RECORDED DATA:
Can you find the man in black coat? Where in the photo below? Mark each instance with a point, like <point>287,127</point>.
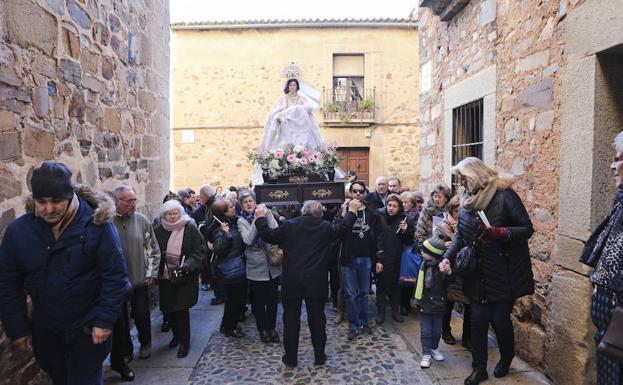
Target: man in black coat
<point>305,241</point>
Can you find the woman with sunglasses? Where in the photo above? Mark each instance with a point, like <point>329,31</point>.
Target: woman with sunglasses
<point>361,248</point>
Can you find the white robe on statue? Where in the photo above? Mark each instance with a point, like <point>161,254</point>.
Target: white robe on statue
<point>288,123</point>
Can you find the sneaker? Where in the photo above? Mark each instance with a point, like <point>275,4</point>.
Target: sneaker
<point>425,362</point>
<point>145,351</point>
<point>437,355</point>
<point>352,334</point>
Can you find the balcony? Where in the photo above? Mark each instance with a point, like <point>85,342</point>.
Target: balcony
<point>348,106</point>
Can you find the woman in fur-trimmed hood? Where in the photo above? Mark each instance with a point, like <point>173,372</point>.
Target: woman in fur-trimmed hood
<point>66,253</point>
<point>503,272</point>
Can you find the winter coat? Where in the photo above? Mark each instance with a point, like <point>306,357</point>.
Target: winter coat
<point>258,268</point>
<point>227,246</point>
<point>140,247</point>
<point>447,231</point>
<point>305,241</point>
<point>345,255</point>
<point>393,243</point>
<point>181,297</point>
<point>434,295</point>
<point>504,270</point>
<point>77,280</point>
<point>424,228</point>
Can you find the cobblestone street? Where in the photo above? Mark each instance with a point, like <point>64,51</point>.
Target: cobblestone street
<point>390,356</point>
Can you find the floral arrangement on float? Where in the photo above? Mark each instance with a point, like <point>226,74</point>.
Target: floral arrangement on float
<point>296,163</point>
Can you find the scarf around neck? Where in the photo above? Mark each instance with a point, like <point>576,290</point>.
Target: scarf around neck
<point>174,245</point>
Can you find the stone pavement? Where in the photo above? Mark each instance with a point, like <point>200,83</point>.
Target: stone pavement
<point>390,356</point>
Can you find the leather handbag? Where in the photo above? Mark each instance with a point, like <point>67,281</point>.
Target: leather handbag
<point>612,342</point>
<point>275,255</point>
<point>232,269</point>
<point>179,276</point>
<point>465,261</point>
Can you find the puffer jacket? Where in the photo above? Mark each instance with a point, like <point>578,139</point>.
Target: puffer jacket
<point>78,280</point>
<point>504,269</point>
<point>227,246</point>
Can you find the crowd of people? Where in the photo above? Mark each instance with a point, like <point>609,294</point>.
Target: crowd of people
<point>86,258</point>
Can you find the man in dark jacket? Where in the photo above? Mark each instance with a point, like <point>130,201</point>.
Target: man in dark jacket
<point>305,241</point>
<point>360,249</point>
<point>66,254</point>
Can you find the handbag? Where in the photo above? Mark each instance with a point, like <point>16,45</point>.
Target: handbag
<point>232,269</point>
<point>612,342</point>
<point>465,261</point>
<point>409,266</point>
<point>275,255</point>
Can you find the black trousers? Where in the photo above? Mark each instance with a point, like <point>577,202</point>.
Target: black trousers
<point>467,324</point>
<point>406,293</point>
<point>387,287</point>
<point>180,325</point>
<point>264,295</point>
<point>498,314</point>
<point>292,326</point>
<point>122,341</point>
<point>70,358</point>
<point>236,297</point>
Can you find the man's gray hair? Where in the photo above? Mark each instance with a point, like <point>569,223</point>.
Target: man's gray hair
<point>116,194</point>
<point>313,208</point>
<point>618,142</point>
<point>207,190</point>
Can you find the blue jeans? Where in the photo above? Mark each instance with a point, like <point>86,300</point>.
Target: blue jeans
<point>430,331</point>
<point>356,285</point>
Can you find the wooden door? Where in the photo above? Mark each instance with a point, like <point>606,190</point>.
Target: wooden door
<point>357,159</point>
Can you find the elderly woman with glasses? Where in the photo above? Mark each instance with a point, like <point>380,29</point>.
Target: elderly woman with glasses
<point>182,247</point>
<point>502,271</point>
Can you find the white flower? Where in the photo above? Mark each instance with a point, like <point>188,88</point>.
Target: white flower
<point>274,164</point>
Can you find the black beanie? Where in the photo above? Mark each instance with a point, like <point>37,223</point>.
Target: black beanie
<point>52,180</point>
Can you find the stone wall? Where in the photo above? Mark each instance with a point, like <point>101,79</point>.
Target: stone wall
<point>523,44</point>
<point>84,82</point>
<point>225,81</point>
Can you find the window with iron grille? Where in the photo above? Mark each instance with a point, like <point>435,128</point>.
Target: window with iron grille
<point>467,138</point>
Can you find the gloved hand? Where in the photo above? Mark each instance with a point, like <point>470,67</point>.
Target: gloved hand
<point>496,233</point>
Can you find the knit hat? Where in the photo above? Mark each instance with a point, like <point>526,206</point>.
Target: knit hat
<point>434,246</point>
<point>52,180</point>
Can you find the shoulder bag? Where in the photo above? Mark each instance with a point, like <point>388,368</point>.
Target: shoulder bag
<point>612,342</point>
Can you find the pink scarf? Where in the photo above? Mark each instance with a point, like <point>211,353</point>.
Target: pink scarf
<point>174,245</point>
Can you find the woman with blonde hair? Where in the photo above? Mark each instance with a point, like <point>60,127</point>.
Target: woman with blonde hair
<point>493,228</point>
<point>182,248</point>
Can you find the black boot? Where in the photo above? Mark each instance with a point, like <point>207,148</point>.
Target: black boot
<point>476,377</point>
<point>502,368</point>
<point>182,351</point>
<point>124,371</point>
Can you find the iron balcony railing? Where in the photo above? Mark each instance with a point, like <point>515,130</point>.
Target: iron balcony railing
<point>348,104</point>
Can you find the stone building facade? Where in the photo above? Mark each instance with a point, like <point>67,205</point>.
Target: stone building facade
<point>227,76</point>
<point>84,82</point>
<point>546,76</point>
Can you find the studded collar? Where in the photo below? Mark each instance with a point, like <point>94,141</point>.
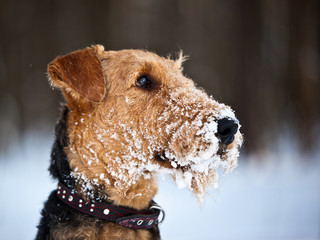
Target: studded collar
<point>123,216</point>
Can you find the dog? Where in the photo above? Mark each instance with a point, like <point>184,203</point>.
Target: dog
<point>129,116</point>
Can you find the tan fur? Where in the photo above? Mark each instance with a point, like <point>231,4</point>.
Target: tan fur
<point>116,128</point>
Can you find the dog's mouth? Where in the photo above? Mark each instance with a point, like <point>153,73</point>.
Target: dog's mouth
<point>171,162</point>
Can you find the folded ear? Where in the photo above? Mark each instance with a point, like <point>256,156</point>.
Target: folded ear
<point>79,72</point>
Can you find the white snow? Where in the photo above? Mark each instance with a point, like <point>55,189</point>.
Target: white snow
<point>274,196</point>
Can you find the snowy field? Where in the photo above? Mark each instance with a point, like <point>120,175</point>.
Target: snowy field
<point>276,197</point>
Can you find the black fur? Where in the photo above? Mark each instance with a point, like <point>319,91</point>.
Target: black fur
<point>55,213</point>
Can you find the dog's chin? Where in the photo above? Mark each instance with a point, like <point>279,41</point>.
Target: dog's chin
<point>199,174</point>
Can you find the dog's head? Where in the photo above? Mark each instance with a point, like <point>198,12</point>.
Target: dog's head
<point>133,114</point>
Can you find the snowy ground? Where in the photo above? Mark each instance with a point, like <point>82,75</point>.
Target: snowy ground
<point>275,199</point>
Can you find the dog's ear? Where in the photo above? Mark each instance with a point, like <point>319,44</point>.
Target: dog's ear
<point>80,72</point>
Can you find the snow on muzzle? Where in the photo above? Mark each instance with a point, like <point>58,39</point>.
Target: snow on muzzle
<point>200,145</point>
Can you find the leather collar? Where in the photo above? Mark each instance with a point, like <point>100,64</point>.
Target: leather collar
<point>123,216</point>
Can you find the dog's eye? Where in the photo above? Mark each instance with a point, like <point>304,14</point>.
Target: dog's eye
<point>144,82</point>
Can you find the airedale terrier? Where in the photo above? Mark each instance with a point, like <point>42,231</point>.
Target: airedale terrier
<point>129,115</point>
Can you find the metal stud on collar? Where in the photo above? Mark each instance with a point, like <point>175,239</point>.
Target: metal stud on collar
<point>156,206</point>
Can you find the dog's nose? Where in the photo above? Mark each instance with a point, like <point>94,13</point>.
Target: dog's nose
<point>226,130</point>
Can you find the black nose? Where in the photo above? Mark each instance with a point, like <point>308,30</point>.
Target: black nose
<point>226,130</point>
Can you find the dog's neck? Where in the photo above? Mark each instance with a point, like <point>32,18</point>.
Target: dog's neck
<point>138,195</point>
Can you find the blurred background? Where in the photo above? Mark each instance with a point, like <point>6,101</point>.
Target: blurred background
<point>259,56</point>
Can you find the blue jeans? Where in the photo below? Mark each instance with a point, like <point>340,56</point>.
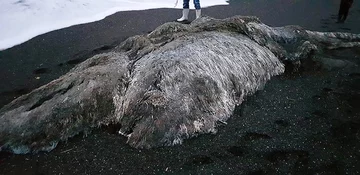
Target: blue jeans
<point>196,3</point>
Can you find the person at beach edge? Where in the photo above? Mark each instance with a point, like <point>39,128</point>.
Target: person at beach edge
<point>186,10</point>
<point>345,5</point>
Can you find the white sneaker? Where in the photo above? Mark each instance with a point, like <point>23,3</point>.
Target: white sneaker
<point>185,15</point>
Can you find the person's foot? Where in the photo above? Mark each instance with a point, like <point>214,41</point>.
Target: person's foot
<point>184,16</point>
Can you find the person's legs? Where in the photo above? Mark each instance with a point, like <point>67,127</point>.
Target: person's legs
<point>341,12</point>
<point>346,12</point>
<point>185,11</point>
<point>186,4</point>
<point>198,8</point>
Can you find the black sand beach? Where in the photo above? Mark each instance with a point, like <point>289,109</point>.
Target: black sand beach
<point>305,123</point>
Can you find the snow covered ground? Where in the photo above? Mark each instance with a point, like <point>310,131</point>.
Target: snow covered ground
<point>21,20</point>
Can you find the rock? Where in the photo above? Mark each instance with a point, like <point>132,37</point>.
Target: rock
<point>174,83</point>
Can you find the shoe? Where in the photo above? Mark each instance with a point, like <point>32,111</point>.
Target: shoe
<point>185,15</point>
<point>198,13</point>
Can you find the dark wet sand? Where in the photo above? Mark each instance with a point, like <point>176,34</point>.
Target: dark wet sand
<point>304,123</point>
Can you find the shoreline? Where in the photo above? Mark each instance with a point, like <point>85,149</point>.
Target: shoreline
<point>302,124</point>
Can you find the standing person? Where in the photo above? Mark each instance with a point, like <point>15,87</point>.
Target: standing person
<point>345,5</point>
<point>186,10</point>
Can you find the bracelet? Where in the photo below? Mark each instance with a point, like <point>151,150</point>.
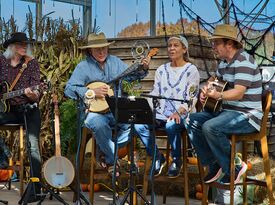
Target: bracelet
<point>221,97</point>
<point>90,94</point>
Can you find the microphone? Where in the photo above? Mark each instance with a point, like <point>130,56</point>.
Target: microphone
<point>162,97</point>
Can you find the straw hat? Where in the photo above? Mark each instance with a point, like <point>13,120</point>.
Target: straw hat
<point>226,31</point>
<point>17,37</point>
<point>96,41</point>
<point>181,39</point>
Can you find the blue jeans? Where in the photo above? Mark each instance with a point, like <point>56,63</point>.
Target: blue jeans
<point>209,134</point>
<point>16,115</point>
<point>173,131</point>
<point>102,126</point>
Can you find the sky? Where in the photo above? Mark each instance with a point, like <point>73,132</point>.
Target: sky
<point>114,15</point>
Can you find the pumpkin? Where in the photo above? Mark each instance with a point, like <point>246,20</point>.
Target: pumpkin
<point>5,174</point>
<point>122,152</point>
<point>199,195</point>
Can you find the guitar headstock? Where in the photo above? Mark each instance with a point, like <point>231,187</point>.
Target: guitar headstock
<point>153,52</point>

ABOUT THIS TASK: What lines above contain the word "below"? Please copy each one.

YOUR RESPONSE:
Can you find the man in black coat? Where in the photo below? Mark each instance with a point, like <point>287,127</point>.
Can you find the studded collar? Where in the photo below? Mark each instance with a point, like <point>94,141</point>.
Can you find the blue jeans? Where in the photo below? Mark each instance with a point, like <point>340,56</point>.
Can you find the bracelet? Where in the photo below? Mark each instance with a point, like <point>151,150</point>.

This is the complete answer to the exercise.